# [WORK ITEM A]
Which faith leaders are quoted in the passage on medical marijuana legislation in Utah, and what religious affiliation does the passage give for each?
# [WORK ITEM B]
Answer these questions from the passage on medical marijuana legislation in Utah:
(i) Which of the two medical marijuana bills passed by the state senate faces an uphill battle in the House?
(ii) What city is Anna Zumwalt from?
(iii) According to Willis, who should be the ones making these kinds of decisions?

Anna Zumwalt, a Soto-Zen Buddhist Priest from Salt Lake City, was among those who attended.

“We hope that the legislature will act with compassion, and not put government between the sacrosanct doctor-patient relationship,” Zumwalt said.

Rev. Patty C. Willis of the South Valley Unitarian Universalist Society was also present.

“As faith leaders, we must be the voices of those who are quietly suffering,” Willis said.

The state senate passed two medical marijuana bills, but one in particular, SB 73, faces an uphill battle in the House. The bill is the more expansive of the two bills, and some lawmakers have said the LDS Church’s position on SB 73 makes it difficult to get it passed in Utah.

Willis said they want patients and doctors to be the ones making these kinds of decisions.

“We do not want the people in our congregations to have to worry about DCFS taking their children, or being arrested, or going to jail because they, along with their physician, believe that cannabis is the best or the only treatment option for them,” Willis said.

Rev. Monica Hall of Trinity Presbyterian Church said they were moved by the suffering of people who are unable to seek treatments using cannabis.

“They're coming with burdens of physical pain and illness along with tears of passion,” she said. “And they are pleading over and over and over again, ‘Please make this possibility real to have legalized medical cannabis.’”

# [RECORD EXCERPTS]
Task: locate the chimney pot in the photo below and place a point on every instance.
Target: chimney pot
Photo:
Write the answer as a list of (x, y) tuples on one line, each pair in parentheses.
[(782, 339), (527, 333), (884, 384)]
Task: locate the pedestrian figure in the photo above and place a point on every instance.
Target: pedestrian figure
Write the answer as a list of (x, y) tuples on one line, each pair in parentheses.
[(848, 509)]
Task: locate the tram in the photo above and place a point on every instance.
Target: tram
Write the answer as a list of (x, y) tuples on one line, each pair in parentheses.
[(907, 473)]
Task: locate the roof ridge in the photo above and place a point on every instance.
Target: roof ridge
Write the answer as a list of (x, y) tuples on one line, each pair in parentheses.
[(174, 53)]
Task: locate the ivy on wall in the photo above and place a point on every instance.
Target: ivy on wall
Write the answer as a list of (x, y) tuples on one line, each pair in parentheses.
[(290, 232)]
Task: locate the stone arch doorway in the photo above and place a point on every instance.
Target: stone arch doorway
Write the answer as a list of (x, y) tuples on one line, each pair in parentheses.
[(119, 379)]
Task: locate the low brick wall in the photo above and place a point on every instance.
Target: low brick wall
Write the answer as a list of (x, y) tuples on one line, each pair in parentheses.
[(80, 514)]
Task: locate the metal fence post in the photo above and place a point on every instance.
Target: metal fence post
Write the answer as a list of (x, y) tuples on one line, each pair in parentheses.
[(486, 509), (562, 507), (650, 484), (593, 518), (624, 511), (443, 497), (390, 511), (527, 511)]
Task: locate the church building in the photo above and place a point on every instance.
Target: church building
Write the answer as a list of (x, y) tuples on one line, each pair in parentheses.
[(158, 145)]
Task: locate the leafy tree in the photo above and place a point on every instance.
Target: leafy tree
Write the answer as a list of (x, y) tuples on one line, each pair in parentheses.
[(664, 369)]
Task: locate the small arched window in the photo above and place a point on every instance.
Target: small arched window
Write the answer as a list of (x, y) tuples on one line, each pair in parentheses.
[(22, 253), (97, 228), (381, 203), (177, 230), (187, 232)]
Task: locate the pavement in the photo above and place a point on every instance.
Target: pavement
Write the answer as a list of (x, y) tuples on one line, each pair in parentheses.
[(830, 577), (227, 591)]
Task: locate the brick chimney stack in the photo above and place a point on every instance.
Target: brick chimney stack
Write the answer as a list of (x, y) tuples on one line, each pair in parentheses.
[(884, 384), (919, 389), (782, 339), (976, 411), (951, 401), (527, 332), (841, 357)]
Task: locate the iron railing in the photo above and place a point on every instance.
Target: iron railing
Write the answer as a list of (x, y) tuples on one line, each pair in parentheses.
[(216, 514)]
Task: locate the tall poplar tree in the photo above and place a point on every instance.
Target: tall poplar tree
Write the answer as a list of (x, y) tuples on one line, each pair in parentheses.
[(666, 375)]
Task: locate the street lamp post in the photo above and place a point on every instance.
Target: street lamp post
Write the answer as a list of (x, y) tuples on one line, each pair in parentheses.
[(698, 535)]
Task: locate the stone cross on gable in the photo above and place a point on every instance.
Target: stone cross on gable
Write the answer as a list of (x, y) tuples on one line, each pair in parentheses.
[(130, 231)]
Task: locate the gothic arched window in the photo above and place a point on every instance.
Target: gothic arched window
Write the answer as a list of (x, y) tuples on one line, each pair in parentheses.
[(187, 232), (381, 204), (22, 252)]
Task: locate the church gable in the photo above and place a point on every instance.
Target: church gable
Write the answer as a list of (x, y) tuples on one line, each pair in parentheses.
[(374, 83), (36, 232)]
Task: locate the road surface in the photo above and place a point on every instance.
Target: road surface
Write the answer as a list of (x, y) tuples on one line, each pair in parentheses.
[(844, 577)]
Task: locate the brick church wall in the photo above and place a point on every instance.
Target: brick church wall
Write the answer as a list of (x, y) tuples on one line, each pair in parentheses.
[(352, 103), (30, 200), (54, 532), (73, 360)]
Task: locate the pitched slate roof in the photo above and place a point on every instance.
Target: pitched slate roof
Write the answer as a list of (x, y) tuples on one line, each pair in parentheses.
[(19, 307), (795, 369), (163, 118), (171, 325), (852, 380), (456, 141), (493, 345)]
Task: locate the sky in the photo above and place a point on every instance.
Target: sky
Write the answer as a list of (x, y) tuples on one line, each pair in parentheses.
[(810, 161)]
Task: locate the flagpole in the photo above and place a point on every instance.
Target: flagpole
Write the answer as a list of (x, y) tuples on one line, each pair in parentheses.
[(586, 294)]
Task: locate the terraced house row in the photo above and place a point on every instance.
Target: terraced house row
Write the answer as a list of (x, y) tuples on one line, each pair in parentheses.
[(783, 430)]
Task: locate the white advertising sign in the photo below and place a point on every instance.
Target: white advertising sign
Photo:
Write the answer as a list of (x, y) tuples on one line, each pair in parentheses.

# [WORKED SOLUTION A]
- Anna Zumwalt: Soto-Zen Buddhist Priest from Salt Lake City
- Rev. Patty C. Willis: South Valley Unitarian Universalist Society
- Rev. Monica Hall: Trinity Presbyterian Church

# [WORKED SOLUTION B]
(i) SB 73
(ii) Salt Lake City
(iii) Patients and doctors